» **RECORDS SUPPLIED**:
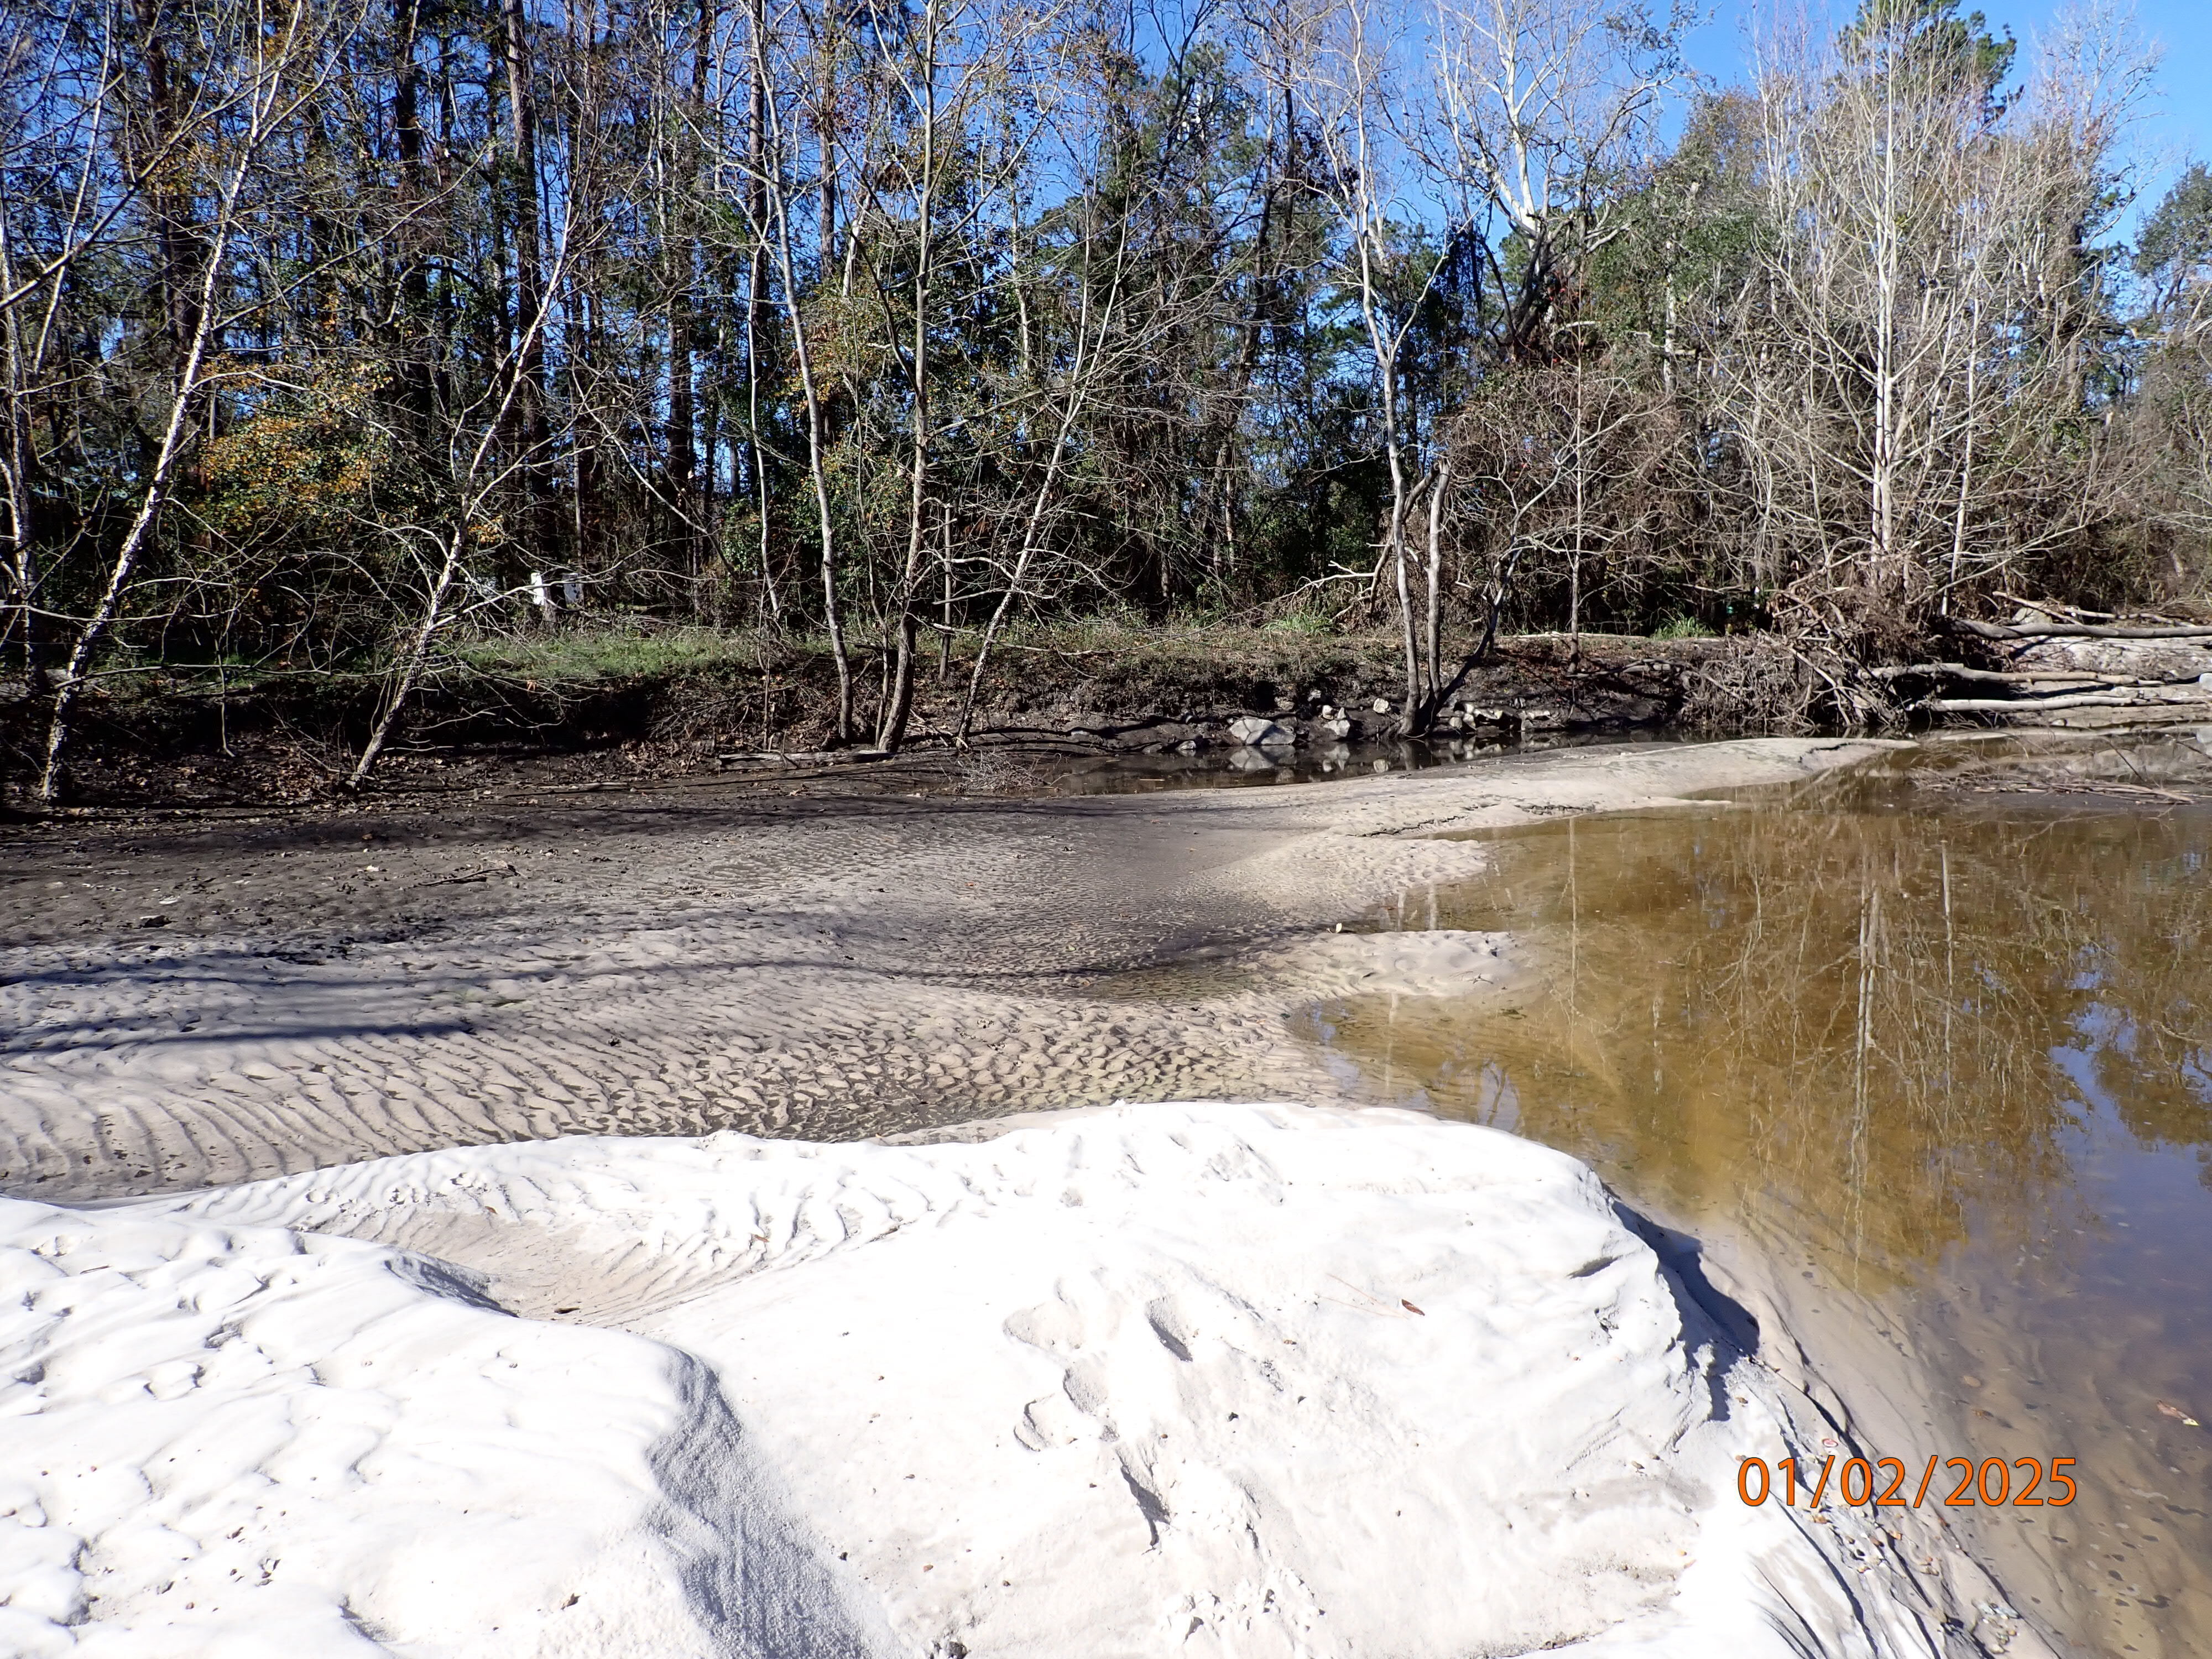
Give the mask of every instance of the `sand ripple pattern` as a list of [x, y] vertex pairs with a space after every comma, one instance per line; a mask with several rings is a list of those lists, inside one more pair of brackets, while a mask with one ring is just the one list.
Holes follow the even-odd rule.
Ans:
[[61, 1198], [117, 1171], [200, 1186], [523, 1137], [853, 1138], [1249, 1090], [1280, 1046], [1197, 1007], [718, 963], [714, 943], [662, 930], [572, 956], [511, 939], [495, 973], [419, 948], [80, 957], [0, 994], [20, 1034], [0, 1061], [6, 1179]]
[[31, 941], [0, 947], [0, 1191], [175, 1191], [580, 1133], [850, 1139], [1115, 1100], [1328, 1100], [1289, 1010], [1503, 970], [1495, 941], [1357, 931], [1419, 929], [1409, 894], [1478, 867], [1479, 847], [1427, 832], [1851, 752], [19, 842], [0, 849], [0, 938]]

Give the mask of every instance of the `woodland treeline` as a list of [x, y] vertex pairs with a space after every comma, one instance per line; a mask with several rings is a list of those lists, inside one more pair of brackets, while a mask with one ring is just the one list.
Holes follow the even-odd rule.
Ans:
[[[825, 641], [836, 742], [1011, 621], [1388, 617], [1847, 673], [2193, 592], [2212, 176], [2154, 64], [1865, 0], [18, 0], [0, 672], [374, 676], [621, 616]], [[968, 659], [963, 655], [963, 661]]]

» **WHAT THIS TASK INVOLVES**: Transcribe the records above exactly, without images.

» **RESPONSE AREA**:
Give the mask of every instance of the `sand ripple pattern` as a list of [x, y] vertex pairs with a space after every comma, one instance per line; a mask with several rings is a list of those lists, inside one more pair of brackets, while a mask with one ring is just the one list.
Holes follow the even-odd rule.
Ans:
[[61, 1198], [117, 1171], [200, 1186], [523, 1137], [853, 1138], [1249, 1090], [1280, 1046], [1197, 1007], [718, 963], [714, 943], [662, 930], [572, 956], [511, 939], [495, 973], [419, 948], [80, 957], [0, 994], [20, 1034], [0, 1061], [6, 1179]]
[[31, 941], [0, 947], [0, 1191], [175, 1191], [580, 1133], [850, 1139], [1115, 1100], [1328, 1100], [1289, 1010], [1503, 970], [1495, 941], [1357, 931], [1419, 929], [1409, 894], [1478, 867], [1479, 847], [1427, 832], [1851, 752], [19, 842], [0, 849], [0, 938]]

Give the mask of every instance of the `woodland treeline` as a list of [x, y] vertex pairs with a space after every comma, one instance per line; a mask with several rings is a list of those lists, inside one more pair of brackets, while a mask with one ring is just the one list.
Holes follow the even-odd rule.
Ans:
[[[825, 641], [836, 742], [1011, 621], [1388, 617], [1847, 673], [2193, 592], [2212, 176], [2154, 64], [1865, 0], [18, 0], [0, 672], [374, 676], [621, 616]], [[968, 659], [963, 655], [963, 661]]]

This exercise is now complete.